(Natural language region descriptions)
▶

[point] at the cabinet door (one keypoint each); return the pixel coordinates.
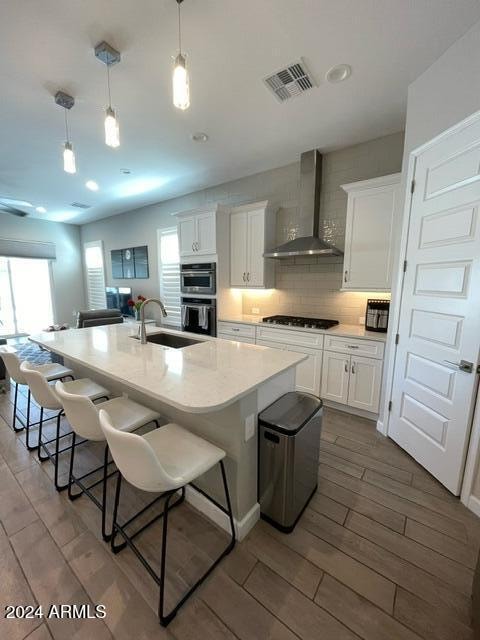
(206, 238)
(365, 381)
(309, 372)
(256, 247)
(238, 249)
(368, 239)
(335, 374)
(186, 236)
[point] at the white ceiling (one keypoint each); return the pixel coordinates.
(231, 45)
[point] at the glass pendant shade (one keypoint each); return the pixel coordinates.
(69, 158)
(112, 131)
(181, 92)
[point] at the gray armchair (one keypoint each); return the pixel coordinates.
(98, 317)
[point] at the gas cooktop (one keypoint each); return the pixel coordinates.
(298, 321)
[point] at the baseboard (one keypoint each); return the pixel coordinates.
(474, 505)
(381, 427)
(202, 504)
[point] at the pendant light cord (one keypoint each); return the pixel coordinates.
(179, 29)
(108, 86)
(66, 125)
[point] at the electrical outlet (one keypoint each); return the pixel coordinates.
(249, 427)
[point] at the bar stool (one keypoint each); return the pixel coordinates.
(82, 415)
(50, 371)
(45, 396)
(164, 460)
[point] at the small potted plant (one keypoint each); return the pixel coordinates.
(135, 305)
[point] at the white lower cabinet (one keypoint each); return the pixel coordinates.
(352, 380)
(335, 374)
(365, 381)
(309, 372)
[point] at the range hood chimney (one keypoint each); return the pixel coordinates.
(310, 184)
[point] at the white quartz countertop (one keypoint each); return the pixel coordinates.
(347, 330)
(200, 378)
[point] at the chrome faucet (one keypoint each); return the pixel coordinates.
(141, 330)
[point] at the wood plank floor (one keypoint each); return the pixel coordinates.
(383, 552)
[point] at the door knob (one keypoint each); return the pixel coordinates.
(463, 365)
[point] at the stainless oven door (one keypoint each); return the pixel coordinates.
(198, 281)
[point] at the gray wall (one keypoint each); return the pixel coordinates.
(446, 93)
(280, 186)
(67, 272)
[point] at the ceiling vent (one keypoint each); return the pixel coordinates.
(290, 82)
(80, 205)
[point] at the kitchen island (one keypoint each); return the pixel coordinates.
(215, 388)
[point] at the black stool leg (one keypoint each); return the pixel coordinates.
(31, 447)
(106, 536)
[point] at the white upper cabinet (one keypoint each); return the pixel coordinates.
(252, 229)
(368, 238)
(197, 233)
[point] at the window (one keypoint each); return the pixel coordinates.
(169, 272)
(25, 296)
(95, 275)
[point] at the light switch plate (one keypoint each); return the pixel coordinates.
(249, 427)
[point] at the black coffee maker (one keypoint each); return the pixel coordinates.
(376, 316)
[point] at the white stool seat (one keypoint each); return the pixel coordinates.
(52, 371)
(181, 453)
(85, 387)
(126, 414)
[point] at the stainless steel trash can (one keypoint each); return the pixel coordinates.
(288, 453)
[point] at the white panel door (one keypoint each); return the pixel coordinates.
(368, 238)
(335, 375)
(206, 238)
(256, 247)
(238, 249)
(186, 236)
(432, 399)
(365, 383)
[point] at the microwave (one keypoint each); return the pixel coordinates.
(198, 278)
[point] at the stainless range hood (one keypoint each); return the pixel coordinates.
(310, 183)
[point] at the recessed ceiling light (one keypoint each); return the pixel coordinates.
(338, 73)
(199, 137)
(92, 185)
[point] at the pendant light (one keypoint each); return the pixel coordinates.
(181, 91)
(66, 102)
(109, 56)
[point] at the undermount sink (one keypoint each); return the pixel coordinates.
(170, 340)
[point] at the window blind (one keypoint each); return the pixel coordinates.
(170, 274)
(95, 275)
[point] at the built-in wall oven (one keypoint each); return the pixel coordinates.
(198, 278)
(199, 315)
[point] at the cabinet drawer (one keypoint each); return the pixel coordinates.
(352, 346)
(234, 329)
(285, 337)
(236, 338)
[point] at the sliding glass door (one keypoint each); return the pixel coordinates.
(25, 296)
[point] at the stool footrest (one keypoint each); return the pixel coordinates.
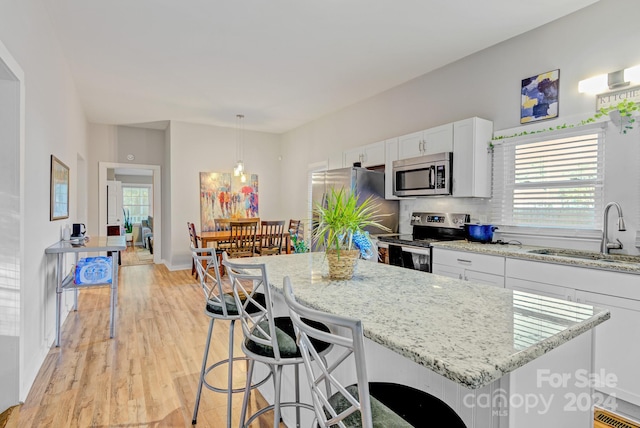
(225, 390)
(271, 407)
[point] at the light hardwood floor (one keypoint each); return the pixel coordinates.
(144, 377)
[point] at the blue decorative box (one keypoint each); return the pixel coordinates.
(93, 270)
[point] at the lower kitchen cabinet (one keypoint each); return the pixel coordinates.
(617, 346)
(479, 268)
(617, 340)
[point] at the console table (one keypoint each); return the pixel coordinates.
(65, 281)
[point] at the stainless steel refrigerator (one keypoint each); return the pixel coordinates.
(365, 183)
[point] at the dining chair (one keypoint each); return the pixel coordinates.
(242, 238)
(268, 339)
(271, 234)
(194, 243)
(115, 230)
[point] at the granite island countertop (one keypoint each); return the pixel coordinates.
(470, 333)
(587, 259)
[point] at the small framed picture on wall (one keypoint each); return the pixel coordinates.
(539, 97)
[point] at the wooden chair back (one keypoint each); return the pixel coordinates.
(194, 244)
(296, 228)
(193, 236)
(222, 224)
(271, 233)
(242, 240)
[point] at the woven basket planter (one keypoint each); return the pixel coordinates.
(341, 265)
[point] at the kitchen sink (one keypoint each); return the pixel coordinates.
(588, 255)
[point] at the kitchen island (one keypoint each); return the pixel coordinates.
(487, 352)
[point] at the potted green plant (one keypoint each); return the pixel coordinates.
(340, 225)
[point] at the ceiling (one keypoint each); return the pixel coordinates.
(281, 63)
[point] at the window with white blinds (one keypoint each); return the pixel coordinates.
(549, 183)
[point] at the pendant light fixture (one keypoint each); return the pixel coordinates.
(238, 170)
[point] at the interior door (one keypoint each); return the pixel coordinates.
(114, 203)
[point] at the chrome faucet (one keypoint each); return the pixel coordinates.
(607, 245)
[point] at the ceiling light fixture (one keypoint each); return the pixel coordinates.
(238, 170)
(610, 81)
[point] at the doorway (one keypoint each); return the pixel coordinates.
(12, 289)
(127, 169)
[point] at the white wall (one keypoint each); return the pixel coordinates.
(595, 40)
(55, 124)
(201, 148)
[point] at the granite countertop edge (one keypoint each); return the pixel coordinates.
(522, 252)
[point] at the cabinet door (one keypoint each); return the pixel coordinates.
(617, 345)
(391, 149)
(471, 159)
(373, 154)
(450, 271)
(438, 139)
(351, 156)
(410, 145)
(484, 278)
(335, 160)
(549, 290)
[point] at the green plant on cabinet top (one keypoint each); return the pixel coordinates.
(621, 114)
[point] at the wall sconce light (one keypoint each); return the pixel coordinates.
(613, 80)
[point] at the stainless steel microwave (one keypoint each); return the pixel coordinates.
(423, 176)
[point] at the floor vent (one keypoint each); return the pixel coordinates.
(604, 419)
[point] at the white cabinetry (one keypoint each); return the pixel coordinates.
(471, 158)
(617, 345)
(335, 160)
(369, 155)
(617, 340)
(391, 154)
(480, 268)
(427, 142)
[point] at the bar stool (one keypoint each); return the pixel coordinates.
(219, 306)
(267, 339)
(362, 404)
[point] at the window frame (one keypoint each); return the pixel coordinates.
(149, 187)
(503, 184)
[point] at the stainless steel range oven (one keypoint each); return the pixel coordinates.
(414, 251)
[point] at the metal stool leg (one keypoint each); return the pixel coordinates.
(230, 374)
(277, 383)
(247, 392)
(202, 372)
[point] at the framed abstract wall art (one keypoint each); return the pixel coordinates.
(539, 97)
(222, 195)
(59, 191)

◀

Task to complete: Write out each record exactly as shown, but not its pictures.

Exercise answer:
[point] at the cabinet door (one keypoint each); return the pixel coordinates.
(206, 238)
(365, 381)
(309, 372)
(256, 247)
(238, 249)
(368, 239)
(335, 374)
(186, 236)
[point] at the white ceiling (one keypoint each); return the pixel coordinates.
(231, 45)
[point] at the glass pendant shade (one keypoint each); return the pixel coordinates.
(69, 158)
(112, 131)
(181, 92)
[point] at the gray armchair (one keypoint each); return the pixel coordinates.
(98, 317)
[point] at the gas cooktop (one keypoint each); return the pixel coordinates.
(298, 321)
[point] at the baseboard (one keypoint each); return the pixel coordinates.
(474, 505)
(381, 427)
(202, 504)
[point] at the pendant light cord (one keypoint each); return the pixel coordinates.
(179, 29)
(108, 86)
(66, 125)
[point] at the electrical outlet (one keypoint each); return the pixel coordinates.
(249, 427)
[point] at the bar stool (one keypoint each); return the pixel coordinates.
(82, 415)
(50, 371)
(45, 396)
(164, 460)
[point] at the small potted plant (one keypoint each); return the pixel coordinates.
(135, 305)
[point] at the white lower cabinet (one keypoint each); return the pixel coordinates.
(352, 380)
(335, 374)
(365, 381)
(309, 372)
[point] at the range hood chimney (one keypoint each); return the pixel coordinates.
(310, 184)
[point] at the white quartz countertop (one keypoint each); return the pixel coordinates.
(347, 330)
(200, 378)
[point] at the chrome faucet (one keypoint each); return the pixel coordinates.
(141, 330)
[point] at the wood plank floor (one keypoint each); return the pixel coordinates.
(383, 552)
[point] at the door knob (one keypoint each); return the pixel coordinates.
(463, 365)
[point] at the stainless oven door (one keypoint each); return the pixel coordinates.
(198, 281)
[point] at the gray wall (one keypoint each); return the pixel coordinates.
(446, 93)
(280, 186)
(67, 272)
[point] at the ceiling vent (one keypoint each); return the pixel coordinates.
(290, 82)
(80, 205)
[point] at the kitchen island (one keypoint each); return the pixel coordinates.
(215, 388)
[point] at the black stool leg (one keypoint each); return the pixel coordinates.
(31, 447)
(106, 536)
[point] at the white upper cabinet (one keypoint each); return the pixel coordinates.
(252, 229)
(368, 238)
(197, 233)
[point] at the window (one keypoint each); return the pixel coordinates.
(169, 272)
(25, 296)
(95, 275)
[point] at the light switch plate (one keypoint each); return the pixel coordinates.
(249, 427)
[point] at the black coffee maker (one keypoint each); return the pixel coordinates.
(376, 316)
[point] at the white stool seat (one keypoint each); return the pixel coordinates.
(52, 371)
(181, 453)
(85, 387)
(126, 414)
[point] at the stainless steel trash can (one keypoint each); return the pixel coordinates.
(288, 453)
[point] at the white panel door (one keypoint each); return the pixel coordinates.
(368, 238)
(335, 375)
(206, 238)
(256, 247)
(238, 249)
(186, 236)
(432, 399)
(365, 383)
[point] at the microwave (one keypoint each); return the pixel coordinates.
(198, 278)
[point] at the stainless range hood (one keypoint each); return the pixel coordinates.
(310, 183)
[point] at the recessed ceiling light (one keypoint each); return the pixel coordinates.
(338, 73)
(199, 137)
(92, 185)
[point] at the pendant light (one keypoint each); return the pixel coordinates.
(181, 91)
(66, 102)
(109, 56)
[point] at the undermount sink (one keypoint each); return the pixel coordinates.
(170, 340)
[point] at the window blind (one keypoint each); return the pixel coordinates.
(170, 274)
(95, 275)
[point] at the built-in wall oven (one keypoint each); return the pixel coordinates.
(198, 278)
(199, 315)
[point] at the cabinet drawer (one keypoint each); return the pixel coordinates.
(352, 346)
(234, 329)
(285, 337)
(236, 338)
[point] at the sliding glass door (one keypoint each); return the pixel coordinates.
(25, 296)
[point] at the stool footrest (one keypoint each); return the pixel coordinates.
(225, 390)
(271, 407)
[point] at the light hardwood floor (one keypoint each); return the pixel coordinates.
(144, 377)
[point] at the blue decorative box (one keypoint each); return the pixel coordinates.
(93, 270)
[point] at the lower kitchen cabinet (one keypoint each); return the pixel coordinates.
(617, 346)
(479, 268)
(617, 340)
[point] at the console table (one keypoint each); return the pixel coordinates.
(65, 281)
[point] at the stainless steel refrigerator (one keypoint each); return the pixel coordinates.
(365, 183)
[point] at the dining chair (one keypoint each); return the pixel coordinates.
(242, 238)
(268, 339)
(271, 234)
(194, 243)
(115, 230)
[point] at the granite island countertop (one keypoint each); return the pixel coordinates.
(470, 333)
(587, 259)
[point] at the small framed picture on wall (one keypoint each); return the pixel coordinates.
(539, 97)
[point] at the wooden chair back (one keypoint each); return the pixel coordinates.
(194, 244)
(296, 228)
(193, 236)
(222, 224)
(271, 233)
(242, 240)
[point] at the woven basket planter (one keypoint each); return the pixel coordinates.
(341, 265)
[point] at the kitchen sink (one keypoint each); return the pixel coordinates.
(588, 255)
[point] at the kitchen island (one keypoint each); return the pixel coordinates.
(487, 352)
[point] at the potted green plant (one keypoint each); return the pixel coordinates.
(340, 225)
[point] at the ceiling (one keypoint each); return the pixel coordinates.
(281, 63)
[point] at the window with white blinds (one keypoint each); return the pixel coordinates.
(549, 183)
[point] at the pendant light fixture (one keypoint each); return the pixel coordinates.
(238, 170)
[point] at the interior door (one keypoint each); return the pixel coordinates.
(114, 203)
[point] at the chrome faucet (one keypoint each); return the pixel coordinates.
(607, 245)
[point] at the ceiling light fixture (one keypoint each); return the pixel coordinates.
(238, 170)
(610, 81)
[point] at the doorway (one keypoint each); return the pixel coordinates.
(12, 289)
(127, 169)
[point] at the white wall (one keypoint each); return the pixel coordinates.
(595, 40)
(55, 124)
(201, 148)
[point] at the granite countertop edge (one keypoint each); return the pixel coordinates.
(522, 252)
[point] at the cabinet door (one keypoint each); return the pixel coordinates.
(617, 345)
(391, 149)
(471, 159)
(373, 154)
(450, 271)
(438, 139)
(351, 156)
(410, 145)
(484, 278)
(335, 160)
(549, 290)
[point] at the green plant on cabinet top (one keypoint each); return the pixel coordinates.
(621, 114)
[point] at the wall sconce light (one keypoint each); return the pixel coordinates.
(613, 80)
[point] at the stainless steel microwave (one keypoint each); return the pixel coordinates.
(423, 176)
[point] at the floor vent (one keypoint each); return the pixel coordinates.
(604, 419)
[point] at the white cabinetry (one keypoint each); return the pixel coordinates.
(471, 158)
(617, 345)
(335, 160)
(369, 155)
(617, 340)
(391, 154)
(480, 268)
(427, 142)
[point] at the bar stool (one keypoint each); return the pixel coordinates.
(219, 306)
(267, 339)
(362, 404)
[point] at the window frame (one keypoint each); return the pixel coordinates.
(149, 187)
(503, 184)
[point] at the stainless steel range oven (one keypoint each); return the pixel coordinates.
(414, 251)
[point] at the metal stool leg (one keypoint each); return the pixel coordinates.
(230, 374)
(277, 383)
(247, 392)
(202, 372)
[point] at the framed abstract wall art (one keypoint each); return the pixel coordinates.
(539, 97)
(222, 195)
(59, 191)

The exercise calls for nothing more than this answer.